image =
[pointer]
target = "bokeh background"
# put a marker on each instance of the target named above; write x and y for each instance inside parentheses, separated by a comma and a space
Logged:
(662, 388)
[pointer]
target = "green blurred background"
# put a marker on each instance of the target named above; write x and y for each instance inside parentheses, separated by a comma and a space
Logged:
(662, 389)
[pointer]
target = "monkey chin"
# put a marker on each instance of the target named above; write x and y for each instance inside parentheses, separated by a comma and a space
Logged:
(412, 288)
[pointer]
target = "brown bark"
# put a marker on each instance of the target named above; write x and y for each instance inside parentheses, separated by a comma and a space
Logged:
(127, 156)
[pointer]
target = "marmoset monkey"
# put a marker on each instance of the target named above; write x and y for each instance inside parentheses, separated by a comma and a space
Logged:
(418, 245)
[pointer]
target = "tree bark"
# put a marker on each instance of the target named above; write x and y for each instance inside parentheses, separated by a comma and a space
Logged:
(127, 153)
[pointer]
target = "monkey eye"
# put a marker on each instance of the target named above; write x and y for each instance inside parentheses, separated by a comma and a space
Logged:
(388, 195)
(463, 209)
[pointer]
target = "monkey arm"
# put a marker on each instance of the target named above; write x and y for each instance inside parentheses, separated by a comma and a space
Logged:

○ ○ ○ ○ ○ ○ ○

Search the material above for "background". Pull out each line where it shows up.

target = "bokeh background"
target = "green blurred background"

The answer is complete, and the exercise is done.